╭─ Extracted records

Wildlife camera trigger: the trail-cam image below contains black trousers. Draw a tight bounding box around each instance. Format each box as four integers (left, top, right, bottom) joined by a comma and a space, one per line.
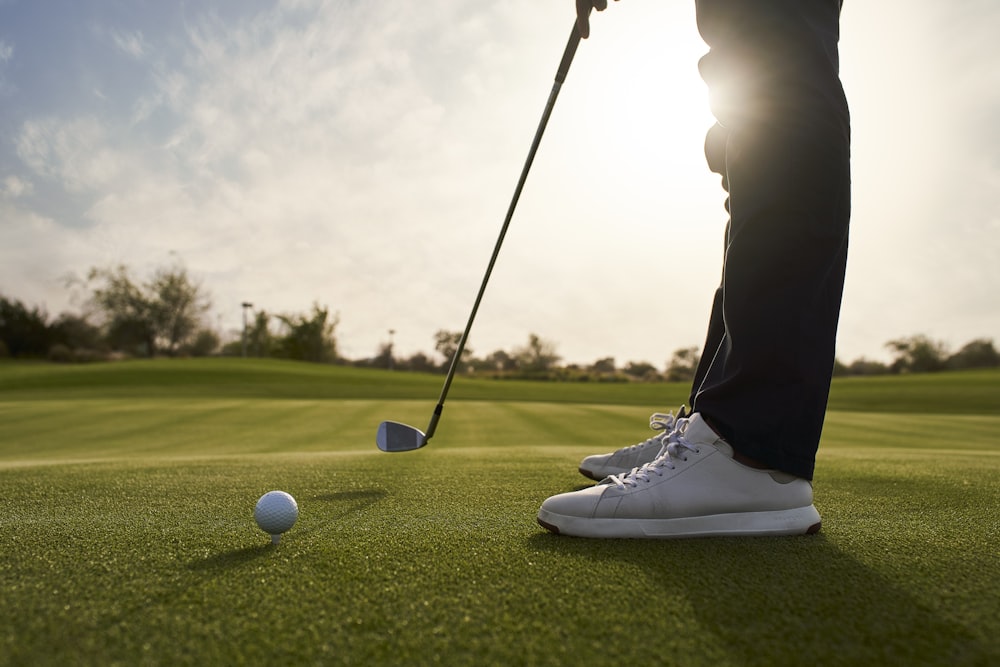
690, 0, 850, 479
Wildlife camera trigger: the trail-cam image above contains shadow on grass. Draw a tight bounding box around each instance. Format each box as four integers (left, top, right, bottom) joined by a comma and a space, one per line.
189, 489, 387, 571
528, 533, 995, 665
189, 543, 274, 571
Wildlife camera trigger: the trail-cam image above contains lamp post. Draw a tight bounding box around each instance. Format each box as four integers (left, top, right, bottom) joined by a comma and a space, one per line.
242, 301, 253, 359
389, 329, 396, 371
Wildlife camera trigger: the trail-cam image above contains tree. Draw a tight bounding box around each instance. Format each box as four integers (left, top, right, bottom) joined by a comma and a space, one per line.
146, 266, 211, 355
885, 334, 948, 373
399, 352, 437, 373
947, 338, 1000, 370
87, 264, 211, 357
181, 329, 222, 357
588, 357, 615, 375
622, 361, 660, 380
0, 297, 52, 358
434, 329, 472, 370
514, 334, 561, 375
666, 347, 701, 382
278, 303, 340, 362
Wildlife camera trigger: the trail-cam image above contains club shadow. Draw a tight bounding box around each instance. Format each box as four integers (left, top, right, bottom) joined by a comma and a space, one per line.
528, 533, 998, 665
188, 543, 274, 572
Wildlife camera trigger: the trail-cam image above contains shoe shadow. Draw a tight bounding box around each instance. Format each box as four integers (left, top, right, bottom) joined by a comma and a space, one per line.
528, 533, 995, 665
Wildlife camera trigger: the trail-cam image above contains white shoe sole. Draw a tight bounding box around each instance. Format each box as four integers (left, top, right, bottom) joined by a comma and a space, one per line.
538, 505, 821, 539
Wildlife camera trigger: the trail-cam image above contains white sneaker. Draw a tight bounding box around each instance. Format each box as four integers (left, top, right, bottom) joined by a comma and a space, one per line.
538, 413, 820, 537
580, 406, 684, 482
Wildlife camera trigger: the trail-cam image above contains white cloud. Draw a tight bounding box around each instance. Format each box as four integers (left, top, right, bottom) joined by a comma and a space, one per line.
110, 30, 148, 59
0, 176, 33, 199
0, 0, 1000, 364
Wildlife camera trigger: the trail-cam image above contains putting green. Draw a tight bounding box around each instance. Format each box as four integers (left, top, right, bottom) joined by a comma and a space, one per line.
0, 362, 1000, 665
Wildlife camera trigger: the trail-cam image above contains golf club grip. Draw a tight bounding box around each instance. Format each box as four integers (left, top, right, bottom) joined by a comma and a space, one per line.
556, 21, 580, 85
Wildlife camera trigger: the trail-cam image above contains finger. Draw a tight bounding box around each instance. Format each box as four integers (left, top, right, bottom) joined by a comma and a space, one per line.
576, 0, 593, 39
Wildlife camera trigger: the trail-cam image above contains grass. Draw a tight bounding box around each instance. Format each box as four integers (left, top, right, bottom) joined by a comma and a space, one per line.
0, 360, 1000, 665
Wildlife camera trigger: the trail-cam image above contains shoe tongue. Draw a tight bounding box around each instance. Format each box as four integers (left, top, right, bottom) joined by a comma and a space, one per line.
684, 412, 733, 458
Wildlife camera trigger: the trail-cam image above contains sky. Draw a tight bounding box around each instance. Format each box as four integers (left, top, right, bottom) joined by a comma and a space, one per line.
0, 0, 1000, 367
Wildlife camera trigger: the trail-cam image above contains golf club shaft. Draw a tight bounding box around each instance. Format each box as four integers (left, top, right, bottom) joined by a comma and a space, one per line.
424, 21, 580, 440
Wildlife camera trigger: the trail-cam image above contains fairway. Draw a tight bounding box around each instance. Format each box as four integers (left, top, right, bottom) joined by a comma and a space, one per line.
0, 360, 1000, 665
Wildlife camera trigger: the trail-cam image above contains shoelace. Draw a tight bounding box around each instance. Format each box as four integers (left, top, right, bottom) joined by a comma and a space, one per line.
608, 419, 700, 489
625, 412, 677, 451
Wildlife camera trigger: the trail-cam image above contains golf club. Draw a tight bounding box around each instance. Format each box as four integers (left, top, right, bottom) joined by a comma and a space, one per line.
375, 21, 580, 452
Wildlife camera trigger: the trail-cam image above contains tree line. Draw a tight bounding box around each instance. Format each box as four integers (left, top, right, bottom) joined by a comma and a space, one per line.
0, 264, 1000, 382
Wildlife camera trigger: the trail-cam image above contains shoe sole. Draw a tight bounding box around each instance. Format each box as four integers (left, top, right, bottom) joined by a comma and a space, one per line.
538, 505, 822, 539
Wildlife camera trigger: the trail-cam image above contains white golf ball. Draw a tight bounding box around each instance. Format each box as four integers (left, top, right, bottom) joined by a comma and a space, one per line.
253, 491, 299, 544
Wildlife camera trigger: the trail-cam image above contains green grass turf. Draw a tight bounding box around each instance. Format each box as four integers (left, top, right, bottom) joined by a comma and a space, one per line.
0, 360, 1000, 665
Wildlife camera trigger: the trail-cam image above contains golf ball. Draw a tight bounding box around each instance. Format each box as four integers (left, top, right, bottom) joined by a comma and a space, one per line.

╰─

> Required work
Repeat all of the records above word for word, leaving out the pictures.

> Reply to the exercise
Wildlife camera trigger: the trail-cam image below contains black trousers. Draw a tight bounding box around each instance. Format each box as four integers (left, top, right, bottom) joined by a comma and a space, one per line.
690, 0, 850, 479
Wildlife camera trigger: the trail-cam image above contains shadow on grass. Draw a tight bounding box around each instance. Format each box as four integers (left, top, right, bottom) joined by a comma and a space, one per line.
189, 489, 387, 571
528, 533, 995, 665
189, 543, 274, 571
Wildlife camera trigger: the trail-cam image above contains lamp post. Draw a tight bounding box around each instance. Format each box as four integers (left, top, right, bottom) joined by a comma and a space, one per line.
242, 301, 253, 359
389, 329, 396, 371
Wildlife camera trigger: the trail-cam image above contains tree. Draw a tight bounding box around each instance. Format each box as four integers (left, top, right, bottom) joined by a comma and a space, one per line.
146, 266, 211, 355
885, 334, 948, 373
399, 352, 437, 373
947, 338, 1000, 370
87, 264, 211, 357
181, 329, 222, 357
588, 357, 615, 375
622, 361, 660, 380
0, 297, 52, 358
434, 329, 472, 370
514, 334, 561, 375
666, 347, 701, 382
278, 303, 340, 362
Wildlife camera trigger: the trail-cam image above contains club shadow. Draw a tight bounding box around each instance. Format each box as four integers (left, top, right, bottom) joined by a comma and a space, one per line.
528, 533, 998, 665
188, 543, 274, 572
Wildlife camera trigger: the trail-cam image above contains shoe shadow. Draw a tight bounding box around each instance. Format each box as four integers (left, top, right, bottom) joined by a comma and a space, one per line.
528, 533, 995, 665
Wildlife camera trigger: the trail-cam image above contains white shoe sole. Draw a tight bounding box around each instance. Format each box as four integers (left, top, right, bottom) joined by a comma and a space, one per line.
538, 505, 821, 539
Wildlife camera trigger: the trail-cam image above contains white sneaker. Draw a tight bounding box around each instance. Format each box as four integers (left, top, right, bottom) joined by a comma and a space, one per line.
538, 413, 820, 537
580, 406, 684, 482
Wildlife camera trigger: the trail-cam image above contains white cloud. Draw a tight bounding box around each instance. Format each box as four integers (left, top, right, bottom) joined by a comma and a space, one per line.
110, 30, 148, 59
0, 176, 33, 199
0, 0, 1000, 364
Wildlife camera trigger: the trail-cam image above contains putting green. Draw a tight bounding box around each instance. Format each box as four integers (left, top, right, bottom) joined by a comma and a space, one per line.
0, 362, 1000, 665
Wildlife camera trigger: the trail-cam image above contains golf club grip. Draw a tight bounding box around each instance. Format each box as four integers (left, top, right, bottom) joined by a comma and a space, one per line.
556, 21, 580, 85
Wildlife camera trigger: the trail-cam image above contains finger. Draw a tight bounding box around each instance. Format each box as four integers (left, top, right, bottom) joined by a comma and a space, one per line.
576, 0, 593, 39
Wildlife camera trigger: the trail-cam image above contains grass. Draw a tight bounding box around each instance. Format each box as four integers (left, top, right, bottom) joined by a comma and a space, one per line.
0, 360, 1000, 665
Wildlife camera trigger: the trail-cam image above contains shoe tongue. Draw a tight bounding box around each instance. Format each box as four integers (left, top, right, bottom) joined by a comma and a space, one per line.
684, 412, 733, 458
Wildlife camera trigger: the trail-cam image above contains sky. Draw a tight bounding box around each instance. Format each box as four integers (left, top, right, bottom) joined by a comma and a space, one per line.
0, 0, 1000, 367
Wildlife camera trigger: the trail-cam image above contains golf club shaft. Draw a tight bounding box around each instance. Format each box as four integers (left, top, right, bottom) joined by a comma and a space, one per line.
424, 21, 580, 440
Wildlife camera trigger: the trail-cam image above contains fairway. Draw a tight bounding box around each instance. Format each box as four integers (left, top, right, bottom) joined by a comma and a space, one per line.
0, 360, 1000, 665
Wildlife camera trigger: the trail-cam image above contains shoelace. Draw a tight bounding box around each instance. Format each box as four integers (left, top, right, bottom) joined by a comma and a space, one per line.
608, 419, 700, 489
625, 412, 677, 451
Wildlife camera trigger: the trail-cam image above contains golf club. Draw a tight bounding box around each instance. Format each box as four integers (left, top, right, bottom) joined by a comma and a space, one per line.
375, 21, 580, 452
Wildlife camera trigger: the trail-cam image above contains tree line. Draw a tight bounding box around each instance. Format each box as four integers (left, top, right, bottom) joined by a comma and a space, one per line.
0, 264, 1000, 382
Wildlife camera trigger: the trail-cam image above contains shoe sole. Draw a tight bounding box around each instance. Format each box as four integers (left, top, right, bottom) joined by a comma and a space, one per line.
538, 505, 822, 539
Wildlife camera trigger: the trail-cam image above contains white golf ball. Draw a tight bounding box around each instance. Format each box as four integers (left, top, right, bottom) joined by a comma and a space, one per line.
253, 491, 299, 544
Wildlife camera trigger: the trail-cam image above contains green grass turf. Draw a tight bounding box around each instance. Format each box as four integers (left, top, right, bottom) joined by a comma and a space, one per line.
0, 360, 1000, 665
Wildlife camera trigger: the trail-cam image above contains golf ball. Draw a tight bounding box around each instance. Format each box as four integers (left, top, right, bottom) joined by a comma and a space, one per line.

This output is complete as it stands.